Quella che mi propongo di ricostruire qui è una “terza” trilogia zanzottiana, rimasta sinora incondita e a tutti gli effetti segreta. Implausibile, se non altro, perché una delle sue ante, Il Galateo in Bosco, la condividerebbe con la prima e “autorizzata”. E poi perché due dei tre testi che la comporrebbero sono stati resi pubblici a molto tempo l’uno dall’altro, così sovrapponendo – o sovrimprimendo – la propria supposta estensione a quella appunto del primo organismo tripartito. Ma del resto già in quella prima trilogia le geometrie interne erano variabili, presupponendo temporalità difformi dalla norma: «un tempo dalla freccia e durée diverse», diceva Zanzotto nella Nota ai testi di Filò, che «per questo ha a che fare quasi unicamente con la poesia». All’uscita del Galateo, due anni dopo, aveva annunciato in questi termini, i lavori in corso:
altri due libri già in buona parte scritti ma che non stanno tra loro in un rapporto di continuità o di ciclo, bensì vivono dell’accertamento di una discontinuità. Esiste come uno spostamento metonimico da un libro all’altro. Tali spostamenti, o meglio sbilanciamenti, esistevano già all’inizio, quando queste formazioni si articolarono quasi come tre rami non contigui dello stesso albero. Rami da tagliare per poterli poi riconnettere; né si è ben certi della stessa esistenza dell’albero. Chi sa.

# RIGHE DI DATI
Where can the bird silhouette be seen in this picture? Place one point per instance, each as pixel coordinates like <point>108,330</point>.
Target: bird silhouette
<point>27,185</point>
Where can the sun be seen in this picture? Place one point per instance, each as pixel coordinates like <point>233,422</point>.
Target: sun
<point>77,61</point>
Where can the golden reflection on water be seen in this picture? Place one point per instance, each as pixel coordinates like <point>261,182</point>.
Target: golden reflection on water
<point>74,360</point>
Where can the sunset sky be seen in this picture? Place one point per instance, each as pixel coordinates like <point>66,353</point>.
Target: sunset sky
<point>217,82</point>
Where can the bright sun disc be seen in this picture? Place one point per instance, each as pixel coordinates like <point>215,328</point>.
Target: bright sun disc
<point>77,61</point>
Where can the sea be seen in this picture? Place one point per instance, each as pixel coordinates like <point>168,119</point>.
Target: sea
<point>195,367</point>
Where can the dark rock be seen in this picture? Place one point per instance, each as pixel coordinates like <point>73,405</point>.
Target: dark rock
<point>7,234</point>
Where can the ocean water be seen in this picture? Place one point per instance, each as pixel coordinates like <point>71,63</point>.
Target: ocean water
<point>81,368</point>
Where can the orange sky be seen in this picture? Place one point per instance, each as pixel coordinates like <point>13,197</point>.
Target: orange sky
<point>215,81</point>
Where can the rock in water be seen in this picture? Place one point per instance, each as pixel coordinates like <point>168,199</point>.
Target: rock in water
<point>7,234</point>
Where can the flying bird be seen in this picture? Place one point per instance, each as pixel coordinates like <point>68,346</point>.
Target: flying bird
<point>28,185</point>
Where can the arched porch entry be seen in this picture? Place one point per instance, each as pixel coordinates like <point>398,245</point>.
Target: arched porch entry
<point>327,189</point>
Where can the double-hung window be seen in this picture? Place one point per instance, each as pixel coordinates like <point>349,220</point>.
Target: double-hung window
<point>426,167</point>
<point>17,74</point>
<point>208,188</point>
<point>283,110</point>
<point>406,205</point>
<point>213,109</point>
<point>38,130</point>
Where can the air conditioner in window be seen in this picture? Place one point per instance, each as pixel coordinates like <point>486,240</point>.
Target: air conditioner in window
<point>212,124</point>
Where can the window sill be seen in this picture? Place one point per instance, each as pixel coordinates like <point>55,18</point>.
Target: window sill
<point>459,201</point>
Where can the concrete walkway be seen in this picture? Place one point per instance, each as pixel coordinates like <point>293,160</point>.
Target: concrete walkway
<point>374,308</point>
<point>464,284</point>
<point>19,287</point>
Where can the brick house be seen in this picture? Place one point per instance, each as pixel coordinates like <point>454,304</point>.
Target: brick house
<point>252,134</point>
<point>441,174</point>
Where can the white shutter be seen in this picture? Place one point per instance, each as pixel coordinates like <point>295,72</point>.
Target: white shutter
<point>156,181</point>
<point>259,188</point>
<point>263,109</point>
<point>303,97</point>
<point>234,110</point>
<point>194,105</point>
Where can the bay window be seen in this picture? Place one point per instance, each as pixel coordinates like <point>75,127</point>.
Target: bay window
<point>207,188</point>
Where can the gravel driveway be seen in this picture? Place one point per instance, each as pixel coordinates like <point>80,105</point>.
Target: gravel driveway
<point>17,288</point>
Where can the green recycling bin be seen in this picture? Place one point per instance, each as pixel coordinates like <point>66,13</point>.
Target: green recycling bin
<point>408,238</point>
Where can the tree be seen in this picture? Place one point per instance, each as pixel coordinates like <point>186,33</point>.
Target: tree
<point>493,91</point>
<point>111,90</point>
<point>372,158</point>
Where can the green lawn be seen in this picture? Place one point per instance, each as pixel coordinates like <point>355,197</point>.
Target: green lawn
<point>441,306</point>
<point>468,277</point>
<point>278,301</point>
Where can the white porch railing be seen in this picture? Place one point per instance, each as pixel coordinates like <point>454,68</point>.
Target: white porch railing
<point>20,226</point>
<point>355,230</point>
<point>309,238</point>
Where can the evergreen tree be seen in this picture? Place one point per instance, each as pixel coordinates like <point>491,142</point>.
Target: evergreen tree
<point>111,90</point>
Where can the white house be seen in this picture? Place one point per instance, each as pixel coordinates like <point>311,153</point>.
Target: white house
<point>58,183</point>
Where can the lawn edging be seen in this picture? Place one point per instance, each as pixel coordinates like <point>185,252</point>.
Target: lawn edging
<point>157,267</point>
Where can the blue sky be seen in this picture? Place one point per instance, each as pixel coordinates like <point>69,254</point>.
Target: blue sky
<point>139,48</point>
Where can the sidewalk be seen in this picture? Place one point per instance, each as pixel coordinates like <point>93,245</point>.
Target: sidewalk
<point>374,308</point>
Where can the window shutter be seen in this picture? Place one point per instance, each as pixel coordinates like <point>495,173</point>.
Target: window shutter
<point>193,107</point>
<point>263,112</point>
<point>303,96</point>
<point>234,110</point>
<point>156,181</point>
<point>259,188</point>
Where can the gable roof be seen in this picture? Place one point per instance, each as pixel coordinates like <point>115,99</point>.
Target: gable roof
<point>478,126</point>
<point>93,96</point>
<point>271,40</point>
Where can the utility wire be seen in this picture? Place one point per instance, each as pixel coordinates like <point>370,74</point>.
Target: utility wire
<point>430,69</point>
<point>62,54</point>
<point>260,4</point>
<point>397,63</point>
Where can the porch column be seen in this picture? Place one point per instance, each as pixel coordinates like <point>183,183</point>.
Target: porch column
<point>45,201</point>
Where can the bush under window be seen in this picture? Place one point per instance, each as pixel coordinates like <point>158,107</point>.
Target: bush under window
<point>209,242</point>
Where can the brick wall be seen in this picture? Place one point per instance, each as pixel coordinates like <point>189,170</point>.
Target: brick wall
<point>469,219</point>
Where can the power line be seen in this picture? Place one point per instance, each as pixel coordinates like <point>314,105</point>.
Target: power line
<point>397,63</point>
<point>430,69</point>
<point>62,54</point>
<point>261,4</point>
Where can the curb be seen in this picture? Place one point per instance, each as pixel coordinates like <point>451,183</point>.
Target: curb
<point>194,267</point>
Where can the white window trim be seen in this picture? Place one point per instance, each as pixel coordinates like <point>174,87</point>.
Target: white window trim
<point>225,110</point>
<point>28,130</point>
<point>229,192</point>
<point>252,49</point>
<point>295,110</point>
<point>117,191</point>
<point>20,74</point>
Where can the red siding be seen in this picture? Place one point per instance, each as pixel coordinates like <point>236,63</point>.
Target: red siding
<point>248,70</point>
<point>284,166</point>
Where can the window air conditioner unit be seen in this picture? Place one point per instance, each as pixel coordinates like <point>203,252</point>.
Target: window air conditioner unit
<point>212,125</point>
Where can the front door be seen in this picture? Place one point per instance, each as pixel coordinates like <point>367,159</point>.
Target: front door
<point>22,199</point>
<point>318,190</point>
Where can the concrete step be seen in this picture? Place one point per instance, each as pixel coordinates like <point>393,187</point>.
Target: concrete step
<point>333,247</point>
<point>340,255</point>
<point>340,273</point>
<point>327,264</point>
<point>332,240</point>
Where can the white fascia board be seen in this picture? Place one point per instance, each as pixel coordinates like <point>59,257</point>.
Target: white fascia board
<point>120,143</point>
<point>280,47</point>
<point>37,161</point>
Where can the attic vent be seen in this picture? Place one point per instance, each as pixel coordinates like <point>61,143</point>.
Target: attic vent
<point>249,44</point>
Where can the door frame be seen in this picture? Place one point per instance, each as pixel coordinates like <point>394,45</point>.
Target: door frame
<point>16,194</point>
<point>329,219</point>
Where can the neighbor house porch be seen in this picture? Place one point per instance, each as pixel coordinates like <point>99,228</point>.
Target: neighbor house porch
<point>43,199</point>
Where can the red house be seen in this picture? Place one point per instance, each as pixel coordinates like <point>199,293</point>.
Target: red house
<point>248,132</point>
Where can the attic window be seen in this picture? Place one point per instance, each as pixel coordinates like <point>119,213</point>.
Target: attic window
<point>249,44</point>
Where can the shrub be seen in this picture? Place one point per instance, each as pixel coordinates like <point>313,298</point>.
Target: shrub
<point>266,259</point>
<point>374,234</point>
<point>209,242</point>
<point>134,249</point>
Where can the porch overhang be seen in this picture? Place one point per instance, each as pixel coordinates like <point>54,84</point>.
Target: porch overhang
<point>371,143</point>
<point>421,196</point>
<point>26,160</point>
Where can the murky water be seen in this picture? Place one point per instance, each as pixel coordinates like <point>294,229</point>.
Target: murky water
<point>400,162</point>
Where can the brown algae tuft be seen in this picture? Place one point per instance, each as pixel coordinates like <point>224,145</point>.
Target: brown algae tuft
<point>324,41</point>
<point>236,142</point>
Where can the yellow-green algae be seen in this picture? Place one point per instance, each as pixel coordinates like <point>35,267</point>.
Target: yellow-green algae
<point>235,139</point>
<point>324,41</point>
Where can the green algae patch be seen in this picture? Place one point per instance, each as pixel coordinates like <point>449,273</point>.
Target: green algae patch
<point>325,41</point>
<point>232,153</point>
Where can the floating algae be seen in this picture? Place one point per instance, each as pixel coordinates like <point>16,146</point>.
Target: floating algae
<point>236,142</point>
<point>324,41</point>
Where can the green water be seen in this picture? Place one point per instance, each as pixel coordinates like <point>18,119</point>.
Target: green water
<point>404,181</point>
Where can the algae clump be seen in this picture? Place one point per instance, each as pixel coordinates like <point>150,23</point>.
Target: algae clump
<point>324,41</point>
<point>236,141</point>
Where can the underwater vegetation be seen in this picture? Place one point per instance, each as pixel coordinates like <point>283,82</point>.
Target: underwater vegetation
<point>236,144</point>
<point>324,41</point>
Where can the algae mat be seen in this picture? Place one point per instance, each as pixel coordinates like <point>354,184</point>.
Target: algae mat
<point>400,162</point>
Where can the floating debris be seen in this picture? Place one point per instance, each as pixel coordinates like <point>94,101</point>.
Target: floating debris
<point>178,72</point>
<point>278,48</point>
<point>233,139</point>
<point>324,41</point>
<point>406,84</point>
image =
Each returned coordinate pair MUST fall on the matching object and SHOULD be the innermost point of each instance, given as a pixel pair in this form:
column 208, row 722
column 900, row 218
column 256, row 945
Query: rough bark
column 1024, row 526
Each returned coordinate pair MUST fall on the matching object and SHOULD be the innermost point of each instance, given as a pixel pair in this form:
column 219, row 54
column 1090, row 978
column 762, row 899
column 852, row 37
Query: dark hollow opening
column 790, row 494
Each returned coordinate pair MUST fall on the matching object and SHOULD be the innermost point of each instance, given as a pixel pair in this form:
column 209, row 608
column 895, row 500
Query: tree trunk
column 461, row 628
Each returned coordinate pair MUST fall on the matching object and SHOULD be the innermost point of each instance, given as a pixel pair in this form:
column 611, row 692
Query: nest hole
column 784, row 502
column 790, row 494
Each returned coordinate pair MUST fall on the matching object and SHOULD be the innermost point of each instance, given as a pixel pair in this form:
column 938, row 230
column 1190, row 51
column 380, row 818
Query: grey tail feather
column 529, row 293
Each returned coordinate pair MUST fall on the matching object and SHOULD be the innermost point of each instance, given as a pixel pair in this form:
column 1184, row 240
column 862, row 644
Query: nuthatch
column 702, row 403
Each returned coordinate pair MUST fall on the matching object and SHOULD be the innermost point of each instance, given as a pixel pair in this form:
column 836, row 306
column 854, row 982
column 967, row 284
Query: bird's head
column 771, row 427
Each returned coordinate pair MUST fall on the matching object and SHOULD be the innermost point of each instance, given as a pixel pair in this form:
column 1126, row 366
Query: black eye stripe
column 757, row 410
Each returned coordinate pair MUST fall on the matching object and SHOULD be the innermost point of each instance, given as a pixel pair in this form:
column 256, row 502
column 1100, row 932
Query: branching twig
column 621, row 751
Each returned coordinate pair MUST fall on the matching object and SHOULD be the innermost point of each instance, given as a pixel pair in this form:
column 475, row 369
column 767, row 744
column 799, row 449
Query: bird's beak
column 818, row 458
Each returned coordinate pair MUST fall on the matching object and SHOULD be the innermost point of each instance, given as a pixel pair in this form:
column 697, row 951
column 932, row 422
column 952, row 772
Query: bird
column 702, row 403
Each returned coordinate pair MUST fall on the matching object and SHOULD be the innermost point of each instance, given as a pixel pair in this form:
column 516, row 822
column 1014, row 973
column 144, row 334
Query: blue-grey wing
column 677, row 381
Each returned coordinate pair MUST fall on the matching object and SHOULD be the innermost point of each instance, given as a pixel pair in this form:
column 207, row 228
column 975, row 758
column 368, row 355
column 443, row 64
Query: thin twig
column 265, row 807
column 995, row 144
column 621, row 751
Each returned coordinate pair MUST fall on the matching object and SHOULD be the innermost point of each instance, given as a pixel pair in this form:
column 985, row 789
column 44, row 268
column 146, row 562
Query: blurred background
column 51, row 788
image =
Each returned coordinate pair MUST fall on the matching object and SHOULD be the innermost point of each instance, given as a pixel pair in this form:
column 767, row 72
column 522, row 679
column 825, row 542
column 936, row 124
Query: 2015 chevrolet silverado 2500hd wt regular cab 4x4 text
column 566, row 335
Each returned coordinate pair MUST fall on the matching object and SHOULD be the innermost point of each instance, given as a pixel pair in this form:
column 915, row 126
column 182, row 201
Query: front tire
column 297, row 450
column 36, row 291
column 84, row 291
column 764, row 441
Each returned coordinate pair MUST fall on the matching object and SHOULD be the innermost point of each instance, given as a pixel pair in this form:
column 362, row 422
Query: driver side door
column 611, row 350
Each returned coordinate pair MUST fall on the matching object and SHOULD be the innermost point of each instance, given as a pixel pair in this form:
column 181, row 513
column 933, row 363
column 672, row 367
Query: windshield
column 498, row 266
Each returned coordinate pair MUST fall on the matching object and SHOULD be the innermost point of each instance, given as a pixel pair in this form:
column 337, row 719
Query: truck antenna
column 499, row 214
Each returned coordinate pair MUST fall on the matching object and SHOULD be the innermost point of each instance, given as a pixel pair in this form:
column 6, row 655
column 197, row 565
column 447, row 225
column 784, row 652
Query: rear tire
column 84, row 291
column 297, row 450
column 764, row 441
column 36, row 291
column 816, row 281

# OBIETTIVO DEL COMPITO
Prosegui il testo sulla trilogia segreta di Zanzotto, riprendendo subito dopo la sua ultima frase.

# RISPOSTA
L’albero della trilogia, chissà se c’è. Oppure, si può dire, c’è e non c’è. Come in un certo quadro tardo di Magritte, dal titolo Le Blanc-seing (“La firma in bianco”), del ’65: in cui si vede un’amazzone su un bel cavallo baio, condotto a un trotto moderato ma deciso, che attraversa un bosco verdeggiante di fusti e fronde. Ma il passaggio di animale e cavallerizza fra i tronchi degli alberi fa sì che a tratti la figura principale appaia reale e l’albero in primo piano, che li oscura parzialmente, una proiezione immaginaria; e a tratti, al contrario, che siano la signorina e la sua cavalcatura un’illusione ottica, l’effetto di una proiezione sul tronco degli altri alberi. L’ambiguità fra figura e sfondo, tra vista e immaginazione, tra visibile e invisibile, ripete il cortocircuito del ben più noto La condition humaine, replicato da Magritte in varie versioni fra gli anni Trenta e Sessanta: e la cui situazione (un quadro di paesaggio che nasconde una porzione, di quel paesaggio, esattamente coincidente coi confini del quadro: ma che dunque possiamo solo supporre il dipinto riproduca con fedeltà) può ben ricordare l’affresco realizzato nella casa avita di Cal Santa da Giovanni Zanzotto, e tante volte ricordato dal figlio Andrea, che si vede anche nel film di Carlo Mazzacurati e Marco Paolini, Ritratti, e che riproduce il locus amoenus che si trovava all’esterno dell’abitazione, dietro la parete su cui era dipinto dunque, inserendo in un angolo la figura sorridente del «principino», di quella terra miticamente felice: ossia appunto il piccolo Andrea. Il titolo Le Blanc-seing, spiazzante come spesso quelli magrittiani, pare alludere al credito che ciascuno di noi è costretto a dare ai propri strumenti percettivi, le cui osservazioni sempre – di fronte a una realtà ambigua e sfuggente – ci costringiamo a semplificare in un pensiero, un’opinione, una credenza. Situazione non così diversa da quella di un interprete che si confronti, senza intenzioni didascaliche o comunque rassicuranti, con un corpus della complessità (e dell’intenzionale, esibita mistificazione) di quello zanzottiano.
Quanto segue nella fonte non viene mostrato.